- [DIRECTIVE]:
Please output every line of the records below unchanged.

Location identification entries
========================================

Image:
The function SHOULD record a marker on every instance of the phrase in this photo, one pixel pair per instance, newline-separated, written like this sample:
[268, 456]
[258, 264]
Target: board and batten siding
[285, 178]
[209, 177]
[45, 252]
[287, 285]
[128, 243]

========================================

- [RESULT FOR THIS EXERCISE]:
Image:
The function SHOULD record a marker on every instance of the phrase in this photo, one pixel pair per instance, newline-separated, written like this sample:
[268, 456]
[258, 264]
Target: board and batten siding
[285, 178]
[209, 177]
[45, 252]
[287, 285]
[128, 243]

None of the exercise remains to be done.